• **DATASET ROWS**
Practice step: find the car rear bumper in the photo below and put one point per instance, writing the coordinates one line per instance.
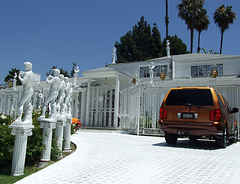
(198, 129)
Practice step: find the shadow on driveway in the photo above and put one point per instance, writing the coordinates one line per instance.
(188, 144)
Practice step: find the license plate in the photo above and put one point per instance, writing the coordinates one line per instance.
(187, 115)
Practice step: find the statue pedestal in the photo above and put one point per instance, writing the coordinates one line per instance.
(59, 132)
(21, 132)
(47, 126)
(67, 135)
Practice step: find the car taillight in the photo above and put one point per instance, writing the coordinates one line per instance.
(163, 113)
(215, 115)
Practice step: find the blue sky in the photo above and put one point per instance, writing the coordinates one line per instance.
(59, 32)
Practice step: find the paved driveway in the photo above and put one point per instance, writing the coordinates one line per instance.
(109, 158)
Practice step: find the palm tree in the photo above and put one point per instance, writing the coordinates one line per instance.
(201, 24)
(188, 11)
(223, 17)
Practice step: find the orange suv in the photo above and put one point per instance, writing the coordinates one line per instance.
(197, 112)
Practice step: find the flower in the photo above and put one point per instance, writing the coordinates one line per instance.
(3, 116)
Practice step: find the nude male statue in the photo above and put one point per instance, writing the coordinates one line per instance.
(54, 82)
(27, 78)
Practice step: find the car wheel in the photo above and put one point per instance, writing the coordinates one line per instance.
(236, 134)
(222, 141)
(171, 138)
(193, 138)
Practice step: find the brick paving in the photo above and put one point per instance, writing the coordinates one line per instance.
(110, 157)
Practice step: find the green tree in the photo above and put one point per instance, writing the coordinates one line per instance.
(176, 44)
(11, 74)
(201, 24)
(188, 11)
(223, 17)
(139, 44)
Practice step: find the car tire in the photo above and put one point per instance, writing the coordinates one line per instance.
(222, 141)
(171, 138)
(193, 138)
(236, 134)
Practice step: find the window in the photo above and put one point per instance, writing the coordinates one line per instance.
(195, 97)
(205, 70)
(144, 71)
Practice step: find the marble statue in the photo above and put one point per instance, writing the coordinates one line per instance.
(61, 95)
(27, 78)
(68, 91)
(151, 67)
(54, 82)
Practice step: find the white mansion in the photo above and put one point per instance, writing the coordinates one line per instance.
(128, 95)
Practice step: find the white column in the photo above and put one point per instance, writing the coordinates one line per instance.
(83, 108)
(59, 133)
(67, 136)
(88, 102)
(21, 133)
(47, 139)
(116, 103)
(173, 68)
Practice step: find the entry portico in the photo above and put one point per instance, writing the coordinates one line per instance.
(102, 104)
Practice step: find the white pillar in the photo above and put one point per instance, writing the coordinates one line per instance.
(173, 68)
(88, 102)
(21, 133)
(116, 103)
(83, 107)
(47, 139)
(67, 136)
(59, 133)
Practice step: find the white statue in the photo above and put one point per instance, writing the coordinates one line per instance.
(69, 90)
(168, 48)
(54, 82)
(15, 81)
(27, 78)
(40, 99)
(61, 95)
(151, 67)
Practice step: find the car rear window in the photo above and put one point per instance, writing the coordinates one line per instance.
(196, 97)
==
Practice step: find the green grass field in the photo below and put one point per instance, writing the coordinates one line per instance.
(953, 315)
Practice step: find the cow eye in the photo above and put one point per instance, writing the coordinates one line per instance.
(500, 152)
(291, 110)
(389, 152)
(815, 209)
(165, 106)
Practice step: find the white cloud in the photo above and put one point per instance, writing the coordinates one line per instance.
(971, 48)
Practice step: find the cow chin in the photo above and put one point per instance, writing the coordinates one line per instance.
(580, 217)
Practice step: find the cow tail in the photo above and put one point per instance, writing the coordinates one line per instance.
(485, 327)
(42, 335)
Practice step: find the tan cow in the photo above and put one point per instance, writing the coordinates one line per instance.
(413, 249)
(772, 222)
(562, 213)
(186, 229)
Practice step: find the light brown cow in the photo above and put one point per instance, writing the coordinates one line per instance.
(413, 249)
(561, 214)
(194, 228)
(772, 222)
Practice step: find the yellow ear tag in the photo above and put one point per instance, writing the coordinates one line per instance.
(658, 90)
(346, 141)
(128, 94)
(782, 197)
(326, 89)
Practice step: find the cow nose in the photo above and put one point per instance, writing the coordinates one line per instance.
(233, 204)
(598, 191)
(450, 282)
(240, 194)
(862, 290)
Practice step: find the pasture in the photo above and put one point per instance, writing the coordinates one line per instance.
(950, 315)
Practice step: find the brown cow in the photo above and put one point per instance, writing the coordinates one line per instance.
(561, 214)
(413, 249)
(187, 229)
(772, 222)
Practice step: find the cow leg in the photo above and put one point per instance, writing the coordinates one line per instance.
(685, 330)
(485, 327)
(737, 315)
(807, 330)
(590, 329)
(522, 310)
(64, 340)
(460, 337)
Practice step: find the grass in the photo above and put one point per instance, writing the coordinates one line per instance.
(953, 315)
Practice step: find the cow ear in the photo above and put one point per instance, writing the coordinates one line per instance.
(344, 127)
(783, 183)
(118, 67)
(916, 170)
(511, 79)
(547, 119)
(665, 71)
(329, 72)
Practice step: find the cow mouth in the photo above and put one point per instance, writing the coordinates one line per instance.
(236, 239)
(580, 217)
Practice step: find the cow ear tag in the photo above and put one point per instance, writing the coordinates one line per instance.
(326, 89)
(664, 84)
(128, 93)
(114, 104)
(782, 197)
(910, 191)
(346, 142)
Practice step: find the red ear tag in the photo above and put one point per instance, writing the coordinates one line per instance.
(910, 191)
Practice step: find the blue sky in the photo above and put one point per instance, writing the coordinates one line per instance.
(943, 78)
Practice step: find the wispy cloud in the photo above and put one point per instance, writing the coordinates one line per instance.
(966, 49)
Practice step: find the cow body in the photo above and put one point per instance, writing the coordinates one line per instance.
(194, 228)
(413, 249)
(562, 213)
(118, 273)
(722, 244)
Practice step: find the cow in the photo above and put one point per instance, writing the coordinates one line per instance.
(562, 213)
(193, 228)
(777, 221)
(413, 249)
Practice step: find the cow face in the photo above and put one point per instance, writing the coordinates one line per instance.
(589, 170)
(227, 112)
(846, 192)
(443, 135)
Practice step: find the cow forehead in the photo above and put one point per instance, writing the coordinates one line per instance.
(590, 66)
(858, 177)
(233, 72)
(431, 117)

• **GIVEN PROBLEM**
Gather every line of the records above that contains the word "green", and copy each of those lines in full.

• **COMPLETED TASK**
Practice step: find the green tree in the photo above and put one point per instance, writing the coordinates one line per instance.
Practice step: find the green grass field in the photo below and put one point per instance, writing the coordinates one line per instance.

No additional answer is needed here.